◆ What the task asks ◆
Write out all of the records, keeping each one exactly as written.

(Stored data entries)
▬▬▬
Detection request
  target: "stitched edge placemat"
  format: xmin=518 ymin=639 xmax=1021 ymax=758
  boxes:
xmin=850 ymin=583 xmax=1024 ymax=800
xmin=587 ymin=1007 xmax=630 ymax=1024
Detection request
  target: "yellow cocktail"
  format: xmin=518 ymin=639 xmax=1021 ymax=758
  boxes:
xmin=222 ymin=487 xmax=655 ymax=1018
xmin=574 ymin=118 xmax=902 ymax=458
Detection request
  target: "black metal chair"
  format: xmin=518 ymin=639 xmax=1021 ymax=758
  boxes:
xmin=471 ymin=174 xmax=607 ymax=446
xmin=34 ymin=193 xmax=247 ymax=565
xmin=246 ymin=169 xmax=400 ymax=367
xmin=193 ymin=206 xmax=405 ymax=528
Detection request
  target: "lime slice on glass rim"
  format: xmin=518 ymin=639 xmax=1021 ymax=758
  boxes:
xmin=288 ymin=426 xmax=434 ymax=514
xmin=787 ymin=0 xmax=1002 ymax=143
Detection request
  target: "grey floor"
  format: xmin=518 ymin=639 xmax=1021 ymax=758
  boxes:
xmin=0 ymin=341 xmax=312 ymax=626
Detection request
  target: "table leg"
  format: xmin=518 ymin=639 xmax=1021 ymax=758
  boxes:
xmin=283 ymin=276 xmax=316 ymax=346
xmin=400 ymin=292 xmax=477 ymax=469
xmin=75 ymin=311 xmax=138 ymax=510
▬▬▬
◆ Result for this exercise ◆
Detection request
  target: "stitched edge placemat"
  format: xmin=518 ymin=639 xmax=1021 ymax=758
  boxes:
xmin=850 ymin=583 xmax=1024 ymax=800
xmin=587 ymin=1007 xmax=630 ymax=1024
Detection request
  target: "yellow cocktail"
  format: xmin=518 ymin=639 xmax=1021 ymax=758
  boxes:
xmin=222 ymin=487 xmax=655 ymax=1018
xmin=574 ymin=118 xmax=902 ymax=458
Detection request
  target: "black metal chair"
  format: xmin=518 ymin=639 xmax=1021 ymax=758
  boxes:
xmin=471 ymin=174 xmax=607 ymax=446
xmin=34 ymin=193 xmax=247 ymax=565
xmin=246 ymin=169 xmax=400 ymax=367
xmin=193 ymin=206 xmax=405 ymax=528
Detection request
  target: "lime slice on glass rim"
  format: xmin=518 ymin=639 xmax=1021 ymax=758
  boxes:
xmin=288 ymin=426 xmax=434 ymax=514
xmin=787 ymin=0 xmax=1002 ymax=143
Detection request
  target: "grey floor"
  format: xmin=518 ymin=639 xmax=1021 ymax=758
  boxes:
xmin=0 ymin=341 xmax=312 ymax=626
Detection request
  target: "table leg"
  format: xmin=518 ymin=639 xmax=1021 ymax=758
  boxes:
xmin=283 ymin=276 xmax=316 ymax=346
xmin=400 ymin=292 xmax=477 ymax=469
xmin=75 ymin=311 xmax=138 ymax=510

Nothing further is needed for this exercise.